▸ Your task
Return every line in the records below that contains the word "window".

[Start of Data provided]

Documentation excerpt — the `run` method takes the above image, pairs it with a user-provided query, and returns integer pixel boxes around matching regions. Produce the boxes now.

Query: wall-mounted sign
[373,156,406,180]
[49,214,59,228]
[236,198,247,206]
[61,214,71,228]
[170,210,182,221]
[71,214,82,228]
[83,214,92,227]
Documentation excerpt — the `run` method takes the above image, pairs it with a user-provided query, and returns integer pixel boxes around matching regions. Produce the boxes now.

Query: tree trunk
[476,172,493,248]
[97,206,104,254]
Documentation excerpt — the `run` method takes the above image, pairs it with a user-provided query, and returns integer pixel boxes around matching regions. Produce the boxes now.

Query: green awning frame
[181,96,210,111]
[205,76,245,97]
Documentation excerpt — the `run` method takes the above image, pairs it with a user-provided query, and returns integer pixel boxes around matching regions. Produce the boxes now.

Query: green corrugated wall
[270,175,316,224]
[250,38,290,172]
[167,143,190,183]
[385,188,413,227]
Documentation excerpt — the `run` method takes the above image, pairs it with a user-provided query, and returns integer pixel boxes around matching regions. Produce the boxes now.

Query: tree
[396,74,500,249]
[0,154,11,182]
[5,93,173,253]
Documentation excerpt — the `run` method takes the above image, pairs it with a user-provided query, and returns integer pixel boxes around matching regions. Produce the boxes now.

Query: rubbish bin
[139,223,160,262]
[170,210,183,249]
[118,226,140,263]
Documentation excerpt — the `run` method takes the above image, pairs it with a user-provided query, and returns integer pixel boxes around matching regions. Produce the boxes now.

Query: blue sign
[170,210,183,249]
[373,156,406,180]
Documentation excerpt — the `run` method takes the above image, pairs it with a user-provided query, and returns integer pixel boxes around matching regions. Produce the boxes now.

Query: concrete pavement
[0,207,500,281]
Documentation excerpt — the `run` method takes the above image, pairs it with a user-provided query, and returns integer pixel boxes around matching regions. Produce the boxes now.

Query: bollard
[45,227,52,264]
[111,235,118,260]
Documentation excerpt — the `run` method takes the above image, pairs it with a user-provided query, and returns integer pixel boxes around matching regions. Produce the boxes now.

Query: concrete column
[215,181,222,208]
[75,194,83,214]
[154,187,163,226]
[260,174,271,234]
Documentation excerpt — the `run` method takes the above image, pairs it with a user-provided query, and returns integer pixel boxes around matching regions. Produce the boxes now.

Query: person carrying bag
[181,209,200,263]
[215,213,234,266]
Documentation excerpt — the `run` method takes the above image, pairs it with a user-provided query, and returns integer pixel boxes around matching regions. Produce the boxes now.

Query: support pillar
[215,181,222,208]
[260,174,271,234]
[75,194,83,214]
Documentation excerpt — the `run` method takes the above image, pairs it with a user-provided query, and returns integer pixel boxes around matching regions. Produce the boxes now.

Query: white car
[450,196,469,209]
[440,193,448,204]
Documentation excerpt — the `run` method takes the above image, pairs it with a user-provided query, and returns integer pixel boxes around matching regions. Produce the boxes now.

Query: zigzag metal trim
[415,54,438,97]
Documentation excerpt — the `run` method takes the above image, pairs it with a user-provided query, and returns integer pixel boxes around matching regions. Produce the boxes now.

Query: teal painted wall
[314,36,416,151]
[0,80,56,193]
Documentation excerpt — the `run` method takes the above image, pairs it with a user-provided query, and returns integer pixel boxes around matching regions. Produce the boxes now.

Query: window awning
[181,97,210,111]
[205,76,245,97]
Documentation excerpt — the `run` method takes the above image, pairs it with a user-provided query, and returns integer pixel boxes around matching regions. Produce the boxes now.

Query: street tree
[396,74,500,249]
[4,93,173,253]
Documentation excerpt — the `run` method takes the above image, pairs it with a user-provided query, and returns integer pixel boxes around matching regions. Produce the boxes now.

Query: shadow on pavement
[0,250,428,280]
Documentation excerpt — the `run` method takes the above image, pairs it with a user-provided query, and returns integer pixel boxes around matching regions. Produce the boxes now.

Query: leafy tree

[End of Data provided]
[Start of Data provided]

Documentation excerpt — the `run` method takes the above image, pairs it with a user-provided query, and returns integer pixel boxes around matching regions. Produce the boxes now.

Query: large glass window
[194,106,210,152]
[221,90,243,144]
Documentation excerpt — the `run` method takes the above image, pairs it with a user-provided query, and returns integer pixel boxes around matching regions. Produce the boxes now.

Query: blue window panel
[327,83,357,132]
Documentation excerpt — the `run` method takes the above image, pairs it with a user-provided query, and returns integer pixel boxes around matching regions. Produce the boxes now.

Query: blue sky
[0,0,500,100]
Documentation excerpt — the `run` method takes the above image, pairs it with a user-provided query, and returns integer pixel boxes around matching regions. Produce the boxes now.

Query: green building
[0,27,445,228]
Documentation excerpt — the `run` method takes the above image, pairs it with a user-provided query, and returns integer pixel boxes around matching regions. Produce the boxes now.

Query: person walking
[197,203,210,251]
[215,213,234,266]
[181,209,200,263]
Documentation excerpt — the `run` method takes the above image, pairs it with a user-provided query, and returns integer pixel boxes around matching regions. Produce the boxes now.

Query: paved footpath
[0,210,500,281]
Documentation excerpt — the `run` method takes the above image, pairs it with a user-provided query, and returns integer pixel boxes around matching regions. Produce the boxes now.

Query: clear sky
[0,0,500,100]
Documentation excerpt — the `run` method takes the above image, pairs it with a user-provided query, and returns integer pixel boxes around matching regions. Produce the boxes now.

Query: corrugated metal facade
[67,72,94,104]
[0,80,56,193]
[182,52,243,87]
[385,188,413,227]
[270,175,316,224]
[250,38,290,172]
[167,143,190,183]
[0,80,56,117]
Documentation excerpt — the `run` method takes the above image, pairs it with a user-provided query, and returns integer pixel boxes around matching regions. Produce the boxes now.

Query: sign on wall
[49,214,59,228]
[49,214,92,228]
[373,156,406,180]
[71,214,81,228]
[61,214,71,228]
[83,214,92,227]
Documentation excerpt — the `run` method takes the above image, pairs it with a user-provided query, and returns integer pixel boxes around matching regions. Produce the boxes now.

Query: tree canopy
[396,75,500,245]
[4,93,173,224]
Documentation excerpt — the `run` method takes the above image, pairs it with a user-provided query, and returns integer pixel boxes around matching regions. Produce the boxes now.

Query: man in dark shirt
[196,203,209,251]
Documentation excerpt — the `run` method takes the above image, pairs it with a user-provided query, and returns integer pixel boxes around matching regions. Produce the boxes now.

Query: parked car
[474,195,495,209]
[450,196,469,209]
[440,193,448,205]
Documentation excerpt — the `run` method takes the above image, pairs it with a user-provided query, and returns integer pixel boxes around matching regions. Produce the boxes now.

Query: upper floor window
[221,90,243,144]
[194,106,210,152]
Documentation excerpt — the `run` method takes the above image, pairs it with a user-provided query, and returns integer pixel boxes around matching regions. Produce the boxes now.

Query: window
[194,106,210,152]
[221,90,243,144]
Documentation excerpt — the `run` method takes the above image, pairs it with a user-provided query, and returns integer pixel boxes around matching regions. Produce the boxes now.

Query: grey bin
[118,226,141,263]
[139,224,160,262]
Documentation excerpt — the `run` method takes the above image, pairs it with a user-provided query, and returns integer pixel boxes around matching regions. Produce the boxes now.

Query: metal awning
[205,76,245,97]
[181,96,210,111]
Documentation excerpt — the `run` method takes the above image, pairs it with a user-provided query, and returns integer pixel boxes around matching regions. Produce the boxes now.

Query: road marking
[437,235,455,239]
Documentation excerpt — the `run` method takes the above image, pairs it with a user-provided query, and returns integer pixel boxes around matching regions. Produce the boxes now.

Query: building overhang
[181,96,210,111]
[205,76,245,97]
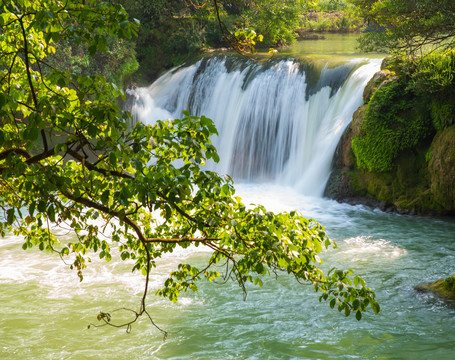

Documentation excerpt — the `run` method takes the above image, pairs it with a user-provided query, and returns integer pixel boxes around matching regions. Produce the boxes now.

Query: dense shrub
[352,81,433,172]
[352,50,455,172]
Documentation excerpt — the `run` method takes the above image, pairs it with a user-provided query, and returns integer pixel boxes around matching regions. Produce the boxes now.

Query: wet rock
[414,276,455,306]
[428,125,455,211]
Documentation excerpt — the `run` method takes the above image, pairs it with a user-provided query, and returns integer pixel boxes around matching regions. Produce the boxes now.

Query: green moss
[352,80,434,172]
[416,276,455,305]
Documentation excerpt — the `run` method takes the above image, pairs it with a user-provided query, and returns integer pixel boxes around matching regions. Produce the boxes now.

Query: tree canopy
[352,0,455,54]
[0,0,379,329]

[End of Data provided]

▸ Response to the task
Query: window awning
Query: large glass window
Query: blue window panel
Query: upper floor window
Query: window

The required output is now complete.